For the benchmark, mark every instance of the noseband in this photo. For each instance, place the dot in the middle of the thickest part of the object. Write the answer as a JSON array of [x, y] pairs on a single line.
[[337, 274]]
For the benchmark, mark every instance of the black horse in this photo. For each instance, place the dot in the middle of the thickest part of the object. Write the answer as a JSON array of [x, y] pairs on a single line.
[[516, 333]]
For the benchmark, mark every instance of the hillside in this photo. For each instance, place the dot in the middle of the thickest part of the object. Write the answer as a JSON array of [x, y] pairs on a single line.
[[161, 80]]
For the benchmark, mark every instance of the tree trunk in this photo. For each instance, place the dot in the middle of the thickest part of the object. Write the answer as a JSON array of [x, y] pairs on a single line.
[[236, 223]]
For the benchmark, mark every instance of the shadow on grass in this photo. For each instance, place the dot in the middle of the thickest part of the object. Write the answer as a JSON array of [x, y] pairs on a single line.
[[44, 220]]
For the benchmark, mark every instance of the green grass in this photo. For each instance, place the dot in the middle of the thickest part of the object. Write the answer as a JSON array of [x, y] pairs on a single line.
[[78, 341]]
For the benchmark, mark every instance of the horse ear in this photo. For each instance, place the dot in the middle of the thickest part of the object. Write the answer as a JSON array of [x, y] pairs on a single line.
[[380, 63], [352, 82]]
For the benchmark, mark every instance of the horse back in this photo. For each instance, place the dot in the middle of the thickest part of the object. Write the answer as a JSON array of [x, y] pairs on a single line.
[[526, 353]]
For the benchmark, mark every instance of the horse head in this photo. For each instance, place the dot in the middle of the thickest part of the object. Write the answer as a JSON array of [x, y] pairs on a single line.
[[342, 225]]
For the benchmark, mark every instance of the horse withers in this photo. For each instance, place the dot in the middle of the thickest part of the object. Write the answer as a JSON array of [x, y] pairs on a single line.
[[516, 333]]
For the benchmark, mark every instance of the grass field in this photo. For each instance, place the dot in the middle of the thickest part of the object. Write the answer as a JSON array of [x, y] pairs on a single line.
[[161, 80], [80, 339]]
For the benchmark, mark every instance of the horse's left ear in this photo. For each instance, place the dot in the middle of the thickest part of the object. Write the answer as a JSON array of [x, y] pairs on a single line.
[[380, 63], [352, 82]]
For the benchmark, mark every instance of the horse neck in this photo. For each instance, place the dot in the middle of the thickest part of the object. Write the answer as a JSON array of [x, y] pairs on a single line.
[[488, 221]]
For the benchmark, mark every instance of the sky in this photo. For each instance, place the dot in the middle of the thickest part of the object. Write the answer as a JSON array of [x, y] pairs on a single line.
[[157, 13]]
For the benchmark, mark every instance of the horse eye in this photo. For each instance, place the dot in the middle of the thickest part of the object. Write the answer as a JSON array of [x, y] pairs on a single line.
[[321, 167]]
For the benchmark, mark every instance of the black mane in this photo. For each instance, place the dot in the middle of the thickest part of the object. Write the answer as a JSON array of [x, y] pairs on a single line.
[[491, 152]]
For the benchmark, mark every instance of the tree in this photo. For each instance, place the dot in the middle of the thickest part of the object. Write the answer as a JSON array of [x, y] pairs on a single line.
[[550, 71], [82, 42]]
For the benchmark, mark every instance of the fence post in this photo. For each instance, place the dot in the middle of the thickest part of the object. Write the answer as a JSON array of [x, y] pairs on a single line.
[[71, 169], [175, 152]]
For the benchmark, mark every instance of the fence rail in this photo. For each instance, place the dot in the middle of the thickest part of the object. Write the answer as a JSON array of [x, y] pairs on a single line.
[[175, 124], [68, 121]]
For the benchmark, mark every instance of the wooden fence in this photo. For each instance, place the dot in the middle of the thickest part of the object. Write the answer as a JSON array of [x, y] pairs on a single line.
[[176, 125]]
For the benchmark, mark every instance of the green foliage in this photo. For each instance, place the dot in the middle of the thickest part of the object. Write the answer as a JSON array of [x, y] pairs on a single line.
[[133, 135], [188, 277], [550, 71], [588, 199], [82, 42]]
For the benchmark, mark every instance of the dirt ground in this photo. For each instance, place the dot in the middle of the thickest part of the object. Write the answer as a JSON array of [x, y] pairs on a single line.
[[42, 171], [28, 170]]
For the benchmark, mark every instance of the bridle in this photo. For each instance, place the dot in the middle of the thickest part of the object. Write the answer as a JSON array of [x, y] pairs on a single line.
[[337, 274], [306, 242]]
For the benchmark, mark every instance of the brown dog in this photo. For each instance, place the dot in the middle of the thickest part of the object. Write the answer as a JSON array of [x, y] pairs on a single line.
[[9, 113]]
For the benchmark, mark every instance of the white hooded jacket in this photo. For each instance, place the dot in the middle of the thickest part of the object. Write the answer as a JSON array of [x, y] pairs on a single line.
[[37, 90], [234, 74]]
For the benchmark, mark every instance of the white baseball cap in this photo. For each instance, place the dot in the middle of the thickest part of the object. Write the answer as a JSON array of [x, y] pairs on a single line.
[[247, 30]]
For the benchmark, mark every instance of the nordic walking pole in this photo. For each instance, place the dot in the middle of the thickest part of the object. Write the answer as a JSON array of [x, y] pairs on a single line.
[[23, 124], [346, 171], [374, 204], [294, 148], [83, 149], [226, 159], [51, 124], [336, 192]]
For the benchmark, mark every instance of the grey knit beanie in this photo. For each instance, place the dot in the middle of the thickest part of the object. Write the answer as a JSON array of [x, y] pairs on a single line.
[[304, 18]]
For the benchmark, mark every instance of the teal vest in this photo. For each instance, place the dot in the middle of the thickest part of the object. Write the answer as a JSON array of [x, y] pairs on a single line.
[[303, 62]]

Treść zadania: Przekształć wszystkie powyższe wpisy w listę JSON, w której każdy wiersz jest osobnym ciągiem znaków. Puste wiersze pomiń.

Rozwiązanie zadania:
[
  "For the benchmark, mark every instance of the noseband in this photo. For each instance, place the dot in the middle of the thickest part of the object. Write the answer as a JSON array of [x, y] pairs on a single line.",
  "[[337, 274]]",
  "For the benchmark, mark every instance of the black horse in this photo. For each instance, place the dot in the middle of the thickest part of the object. Write the answer as a JSON array of [x, y] pairs on a single line.",
  "[[516, 333]]",
  "For the benchmark, mark every instance of the hillside in this photo. For each instance, place the dot in the middle of the thickest part of the object. Write the answer as a JSON array of [x, y] pairs on a single line.",
  "[[161, 80]]",
  "For the benchmark, mark every instance of the tree trunk in this photo. For each instance, place the dot in the middle of the thickest part of the object. Write the answer as a JSON array of [x, y] pairs on a single line.",
  "[[236, 223]]",
  "For the benchmark, mark every instance of the shadow on grass in this photo. For each instance, place the dot in the middle of the thickest part of the object. Write the answer as a JSON array of [x, y] pairs on a single line.",
  "[[44, 220]]",
  "For the benchmark, mark every instance of the green grass in this photo. For each instance, place the dot in the middle of the thickest part of the object. Write the answer as a JSON array of [x, y] pairs on a single line.",
  "[[78, 341]]",
  "For the benchmark, mark every instance of the horse ear in this photo. For each instance, place the dot in the middle of the thickest part of the object. Write the answer as a JSON array of [x, y] pairs on a single line.",
  "[[380, 63], [352, 82]]",
  "For the benchmark, mark every instance of the horse back in this photo. For each instance, place the dot in the middle of the thickest part of the object. Write the answer as a JSON array of [x, y] pairs on a single line.",
  "[[526, 353]]",
  "For the benchmark, mark every instance of the horse head in this photo. For each instance, place the dot in the middle of the thickest part of the object. Write the answer as a JSON array of [x, y] pairs on a single line.",
  "[[342, 225]]",
  "For the benchmark, mark every instance of the horse withers in this photo. For each instance, place the dot in the middle of the thickest part of the object. Write the answer as a JSON array of [x, y] pairs on a single line.",
  "[[516, 333]]",
  "For the benchmark, mark every instance of the grass field in this photo. For each instance, place the dot in the middle of the thickest part of the object. Write the answer as a JSON array of [x, y] pairs on a single line.",
  "[[161, 80], [80, 339]]",
  "For the benchmark, mark every instance of the horse's left ear in this photo. For each instance, place the dot in the middle of the thickest part of the object. Write the answer as a JSON array of [x, y] pairs on a single line.",
  "[[380, 63], [352, 82]]",
  "For the benchmark, mark every instance of the horse neck in this photo. For each instance, place the dot in the middle of the thickest part of the object. Write the answer as a JSON array of [x, y] pairs on a single line.",
  "[[488, 221]]",
  "For the benchmark, mark every instance of the sky in this photo. For each instance, place the dot in the middle of the thickest part of the object. Write the answer as a JSON array of [x, y] pairs on a single line.",
  "[[157, 13]]",
  "For the benchmark, mark every instance of the horse eye in this photo. For each instance, place the dot in the middle of the thickest part of the object. Write the answer as a JSON array of [x, y] pairs on a single line.",
  "[[321, 167]]",
  "For the benchmark, mark every instance of the black mane in this photo. For each instance, place the dot in the middle of the thickest part of the object. Write the answer as a JSON array of [x, y] pairs on a single line.",
  "[[491, 152]]",
  "For the benchmark, mark every instance of the tree in this photo. For each instance, place the dot in the middle of the thickest part of the object. Write the answer as a JSON array of [x, y] pairs on a single line.",
  "[[550, 71], [82, 42]]",
  "For the benchmark, mark every instance of the fence post in this photo. For each instance, place the dot in the middle of the thickest part of the object. Write the answer as a JSON array of [x, y] pairs on a single line.",
  "[[71, 169], [175, 152]]",
  "For the benchmark, mark every instance of the fence rail in this photo. For each instance, place the dot in the middle of the thickest part of the object. Write the answer as a JSON array of [x, y] pairs on a single line.",
  "[[175, 124], [68, 121]]",
  "For the benchmark, mark every instance of the wooden fence in this photo. For each instance, place the dot in the middle of the thickest part of the object. Write the answer as a JSON array of [x, y] pairs on a single line.",
  "[[176, 125]]",
  "For the benchmark, mark every instance of the green foliage in this photo. For each instance, place the dot in the middle of the thickest part of the object. Write the answer as a JSON array of [x, y] pairs on a single line.",
  "[[133, 135], [188, 277], [550, 71], [588, 199], [82, 42]]",
  "For the benchmark, mark every instance of the dirt ground in this photo. For each instance, place the dot in the middle of the thickest part of the object. Write the answer as a JSON array of [x, y] pairs on a single line.",
  "[[42, 171], [28, 170]]",
  "For the benchmark, mark every instance of the bridle in this photo. For each instance, place the dot in the middle of the thickest part of the object. Write the answer as a JSON array of [x, y] pairs on a single line.",
  "[[337, 274], [306, 242]]",
  "For the benchmark, mark every instance of the brown dog in this photo. For each instance, place the dot in the middle of the thickest part of the object. Write the answer as a JSON array of [x, y] pairs on a single line.",
  "[[9, 113]]",
  "For the benchmark, mark every instance of the white hooded jacket in this photo. For each instance, place the dot in the middle of the thickest part of the object. Write the answer as a JSON array of [x, y] pairs on a single line.",
  "[[37, 90], [234, 74]]",
  "For the benchmark, mark every instance of the white baseball cap in this photo. For each instance, place the dot in the middle of the thickest part of the object. Write the answer as a JSON array of [x, y] pairs on a single line.",
  "[[247, 30]]",
  "For the benchmark, mark every instance of the nordic walking pole in this photo. For each instance, place the dot in the middle of the thickest part of the object. Write the answer as a JSON array of [x, y] pairs on a single line.",
  "[[23, 124], [346, 171], [374, 204], [294, 148], [83, 149], [226, 159], [51, 124], [336, 192]]",
  "For the benchmark, mark every instance of the grey knit beanie in this photo. For each instance, place the dot in the middle of the thickest part of the object. Write the answer as a JSON array of [x, y] pairs on a single line.",
  "[[304, 18]]",
  "For the benchmark, mark every instance of the teal vest in this photo. For each instance, place the dot in the middle of the thickest part of the object. Write the answer as a JSON array of [x, y] pairs on a single line.",
  "[[303, 62]]"
]